>> START DATA LISTING

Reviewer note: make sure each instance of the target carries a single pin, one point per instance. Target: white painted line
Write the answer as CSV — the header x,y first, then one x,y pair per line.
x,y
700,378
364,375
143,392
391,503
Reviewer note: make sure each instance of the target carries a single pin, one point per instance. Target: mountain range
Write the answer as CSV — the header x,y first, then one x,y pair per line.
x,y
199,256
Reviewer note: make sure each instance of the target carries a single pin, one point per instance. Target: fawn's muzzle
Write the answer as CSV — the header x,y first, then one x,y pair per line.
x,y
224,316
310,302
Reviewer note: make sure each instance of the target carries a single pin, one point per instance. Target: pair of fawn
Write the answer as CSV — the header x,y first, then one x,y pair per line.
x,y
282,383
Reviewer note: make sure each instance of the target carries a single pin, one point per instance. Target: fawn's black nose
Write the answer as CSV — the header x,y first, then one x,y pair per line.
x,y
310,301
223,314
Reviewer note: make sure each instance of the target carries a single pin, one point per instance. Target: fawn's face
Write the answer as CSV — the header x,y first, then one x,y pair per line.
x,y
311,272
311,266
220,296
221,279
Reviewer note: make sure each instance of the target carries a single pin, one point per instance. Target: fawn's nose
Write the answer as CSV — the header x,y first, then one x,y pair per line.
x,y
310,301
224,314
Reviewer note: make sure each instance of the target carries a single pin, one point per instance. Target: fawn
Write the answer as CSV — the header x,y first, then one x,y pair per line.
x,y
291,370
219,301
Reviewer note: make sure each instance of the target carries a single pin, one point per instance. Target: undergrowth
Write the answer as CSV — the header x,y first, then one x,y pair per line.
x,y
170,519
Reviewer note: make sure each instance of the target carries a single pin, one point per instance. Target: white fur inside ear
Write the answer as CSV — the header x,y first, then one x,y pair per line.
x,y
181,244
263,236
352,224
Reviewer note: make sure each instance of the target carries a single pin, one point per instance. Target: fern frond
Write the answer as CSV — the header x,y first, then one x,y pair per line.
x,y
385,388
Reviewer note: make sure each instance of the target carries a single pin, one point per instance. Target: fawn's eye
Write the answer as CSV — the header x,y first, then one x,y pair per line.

>> END DATA LISTING

▸ **DIRECTION**:
Reproduce every one of the records above word for word, keeping their original order and line breaks.

▸ **FULL ANSWER**:
Reviewer note: make sure each instance of the target carries a single pin, one point per instance. Target: white painted line
Write the answer as CSV — the header x,y first, then one x,y pair per line.
x,y
700,378
364,375
143,392
391,503
Reviewer note: make sure each instance of the target carries a single pin, one point per instance. Target: mountain range
Write the answer as CSV — the header x,y first, then one x,y pair per line.
x,y
199,256
Reviewer note: make sure each instance of the target carries a single pin, one point per instance. Target: fawn's muzzle
Write the answer as CSV — the header x,y first, then one x,y pair per line.
x,y
224,316
310,302
Reviewer note: make sure each instance of the target carries a single pin, one point per instance. Target: pair of fawn
Write the answer as CSV — the header x,y first, then one x,y pair per line.
x,y
282,383
Reviewer note: make sure each instance of the target carries a single pin, one point per instance. Target: fawn's black nose
Write the answer as CSV — the header x,y first, then one x,y pair per line.
x,y
310,301
223,314
Reviewer note: make sure each instance of the target carries a single pin, one point per instance. Target: fawn's face
Write the answer as CSV — the header x,y first, then one x,y pair per line.
x,y
311,272
311,266
220,296
221,279
Reviewer note: make sure each instance of the target carries a single pin, one point per instance. Target: fawn's nose
Write the answer as CSV — the header x,y first, then one x,y pair per line.
x,y
310,301
224,314
Reviewer note: make sure each instance of the target carries a single pin, one point per instance. Target: fawn
Write the answer as CSV — the header x,y first, then one x,y pair per line.
x,y
291,370
219,301
Reviewer note: make sure each instance of the target carries a single pin, one point per instance. Target: undergrowth
Write the answer as CSV — the header x,y first, then one x,y pair per line.
x,y
170,519
Reviewer note: make sure each instance of the target carries a single pin, one point per instance. Target: white fur inside ear
Write the answer as CSV — the header x,y first, then one x,y pair per line.
x,y
181,244
263,236
352,224
Reviewer note: make sure each instance of the target carries a single pin, one point per instance. Target: fern frond
Write the answer as CSV — the header x,y first, then one x,y pair per line.
x,y
385,388
Reviewer note: make sure each instance of the target carries a single pin, one point per instance. Target: fawn's eye
Write the answer as CSV — the header x,y first, then one x,y pair per line.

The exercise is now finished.